_Task statement:_ Among the lines below, keep only those from the one containing "of the stone" through the one containing "the rear quarter", and reproduce them exactly.
--- Data excerpts Enclosed Below ---
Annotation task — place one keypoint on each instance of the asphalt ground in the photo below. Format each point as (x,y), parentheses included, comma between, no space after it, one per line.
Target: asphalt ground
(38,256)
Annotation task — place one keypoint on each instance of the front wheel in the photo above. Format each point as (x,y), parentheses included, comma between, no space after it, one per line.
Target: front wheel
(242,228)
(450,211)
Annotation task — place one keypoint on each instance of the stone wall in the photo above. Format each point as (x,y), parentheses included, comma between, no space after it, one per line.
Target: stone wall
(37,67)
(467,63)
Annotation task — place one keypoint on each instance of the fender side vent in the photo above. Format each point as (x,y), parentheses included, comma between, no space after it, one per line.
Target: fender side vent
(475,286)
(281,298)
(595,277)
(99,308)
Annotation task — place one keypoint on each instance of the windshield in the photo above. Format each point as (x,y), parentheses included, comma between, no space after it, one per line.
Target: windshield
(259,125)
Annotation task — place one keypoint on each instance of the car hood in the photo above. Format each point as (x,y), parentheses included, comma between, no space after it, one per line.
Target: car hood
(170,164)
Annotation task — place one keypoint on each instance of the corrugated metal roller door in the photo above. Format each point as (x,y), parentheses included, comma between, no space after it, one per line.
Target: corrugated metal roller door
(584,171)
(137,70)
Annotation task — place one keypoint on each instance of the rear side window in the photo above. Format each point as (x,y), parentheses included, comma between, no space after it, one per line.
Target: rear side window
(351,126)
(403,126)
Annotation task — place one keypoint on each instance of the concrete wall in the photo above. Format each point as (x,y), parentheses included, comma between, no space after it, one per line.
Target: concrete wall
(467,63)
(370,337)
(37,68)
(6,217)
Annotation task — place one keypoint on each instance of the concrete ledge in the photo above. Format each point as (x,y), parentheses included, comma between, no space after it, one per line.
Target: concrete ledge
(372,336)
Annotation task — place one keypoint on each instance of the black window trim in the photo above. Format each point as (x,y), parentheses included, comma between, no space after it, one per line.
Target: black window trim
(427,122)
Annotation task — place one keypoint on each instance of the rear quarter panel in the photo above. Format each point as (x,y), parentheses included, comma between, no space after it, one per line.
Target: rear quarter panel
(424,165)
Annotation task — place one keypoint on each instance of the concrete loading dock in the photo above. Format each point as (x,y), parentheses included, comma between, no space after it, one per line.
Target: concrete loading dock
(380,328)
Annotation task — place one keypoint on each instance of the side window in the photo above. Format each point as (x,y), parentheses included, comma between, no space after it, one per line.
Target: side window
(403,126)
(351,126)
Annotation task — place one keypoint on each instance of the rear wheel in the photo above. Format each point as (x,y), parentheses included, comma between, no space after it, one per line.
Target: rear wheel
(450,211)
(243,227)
--- End of Enclosed Data excerpts ---
_Exercise result:_
Annotation task — place one keypoint on each instance of the stone wall in the photo above. Format each point as (x,y), parentheses included, comma between, no space after it, one per line.
Target: stone wall
(37,67)
(467,63)
Annotation task — place one keypoint on each instance of the fender side vent in the photo above. Format each point as (x,y), parentheses included, comma between, no space after it, one per line.
Target: fender side vent
(475,286)
(281,298)
(595,277)
(99,308)
Annotation task — place one keypoint on each instance of the windshield in the photo above. Format each point as (x,y), parentheses included, comma between, no space after it, one per line.
Target: windshield
(259,125)
Annotation task — place one keypoint on each instance of the car hood in the photo above. Format each point as (x,y), parentheses included, comma between, no space after it, one per line.
Target: car hood
(170,164)
Annotation task — place one keypoint on each instance of the corrugated metal roller door in the photo above. Format each point as (x,y), parentheses included, comma between, no space after it, one per line.
Target: corrugated metal roller door
(584,171)
(137,70)
Annotation task — place one keypoint on each instance of the rear side window in the photo above. Format each point as (x,y), parentheses included, comma between, no space after it, one per line.
Target: rear side window
(351,126)
(403,126)
Annotation task — place one keypoint on each instance of the concrete wall in the photo above. Format each point as (x,y), parentheses included, comma between, no space after it, one per line.
Target: concrete wall
(467,63)
(370,337)
(37,68)
(6,217)
Annotation task — place one keypoint on each instance of the concrete ledge in the photo above. Format each point as (x,y), parentheses included, comma between, no space after it, one per line.
Target: concrete ledge
(372,336)
Annotation task — place one keypoint on each instance of the black window trim in the photo above. Format each point as (x,y), parentheses included, comma between, no space after it, one per line.
Target: black window trim
(427,122)
Annotation task — place one keypoint on each instance of the rear quarter panel in the photo above. Format each point as (x,y), parentheses included, comma between, no space after it, one per line.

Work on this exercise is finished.